> [Documento]:

SUMÁRIO:
1. Da revogação, pela AT, dos actos tributários impugnados pela Requerente, resulta a impossibilidade da lide, por perda de objecto - artigo 277.º, alínea e), do CPC, ex vi artigo 29.º, n.º 1, alínea e), do RJAMT.
2. Revogados os actos objecto do pedido de constituição do Tribunal Arbitral após a constituição deste, as custas são da responsabilidade da Requerida AT, por a esta ser imputável a impossibilidade superveniente da lide - artigos 527.º e 536.º, nrs. 3 e 4, ambos do CPC, ex vi artigo 29.º, n.º 1, alínea e), do RJAMT.
DECISÃO ARBITRAL
Os árbitros Fernando Araújo (Presidente), António de Barros Lima Guerreiro e Martins Alfaro (vogais), designados pelo Conselho Deontológico do Centro de Arbitragem Administrativa (“CAAD”) para formarem o presente Tribunal Arbitral Colectivo, constituído em 25-07-2023, acordam no seguinte:
A - RELATÓRIO
A.1 - Requerente da constituição de tribunal arbitral, ao abrigo do disposto nos artigos 2.º, n.º 1, alínea a), e 10.º, ambos do Regime Jurídico da Arbitragem em Matéria Tributária (RJAMT): A..., S.A., com sede social na Rua ..., ... e ..., ...-... Santarém, com o número único de identificação de matrícula e de identificação fiscal ... .
A.2 - Requerida: Autoridade Tributária e Aduaneira.

> [Instrução A]: Transcreva o trecho da decisão arbitral desde "DECISÃO ARBITRAL" até "Tributária e Aduaneira.", inclusive, renomeando "Santarém" para "Coimbra".
A decisão arbitral e as entradas são materiais independentes entre si.

> [Entradas do exercício]:
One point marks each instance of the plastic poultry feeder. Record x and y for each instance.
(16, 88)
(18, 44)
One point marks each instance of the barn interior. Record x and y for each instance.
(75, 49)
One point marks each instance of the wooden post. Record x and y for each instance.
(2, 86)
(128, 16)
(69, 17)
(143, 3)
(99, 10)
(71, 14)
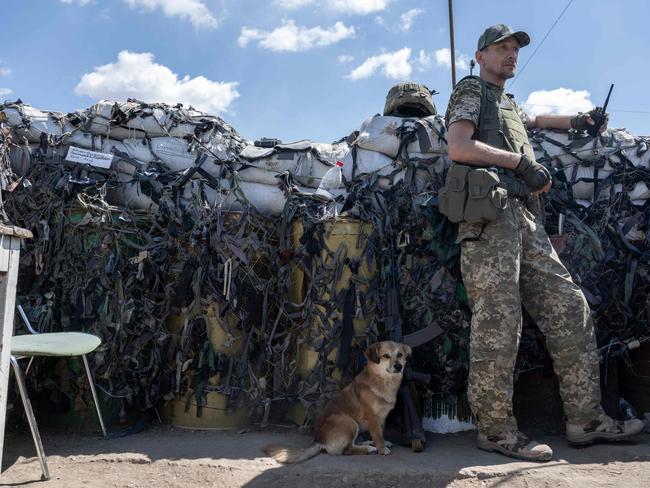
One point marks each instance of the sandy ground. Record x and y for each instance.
(165, 457)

> [Instrução B]: Formate como lista numerada as linhas das entradas que vão desde a linha com "One point marks each instance of the wooden" até ao final das entradas, inclusive, sem as linhas em branco. Deixe as imagens de fora da resposta.

> [Resposta completa A]:
DECISÃO ARBITRAL
Os árbitros Fernando Araújo (Presidente), António de Barros Lima Guerreiro e Martins Alfaro (vogais), designados pelo Conselho Deontológico do Centro de Arbitragem Administrativa (“CAAD”) para formarem o presente Tribunal Arbitral Colectivo, constituído em 25-07-2023, acordam no seguinte:
A - RELATÓRIO
A.1 - Requerente da constituição de tribunal arbitral, ao abrigo do disposto nos artigos 2.º, n.º 1, alínea a), e 10.º, ambos do Regime Jurídico da Arbitragem em Matéria Tributária (RJAMT): A..., S.A., com sede social na Rua ..., ... e ..., ...-... Coimbra, com o número único de identificação de matrícula e de identificação fiscal ... .
A.2 - Requerida: Autoridade Tributária e Aduaneira.

> [Resposta completa B]:
1. One point marks each instance of the wooden post. Record x and y for each instance.
2. (2, 86)
3. (128, 16)
4. (69, 17)
5. (143, 3)
6. (99, 10)
7. (71, 14)
8. One point marks each instance of the sandy ground. Record x and y for each instance.
9. (165, 457)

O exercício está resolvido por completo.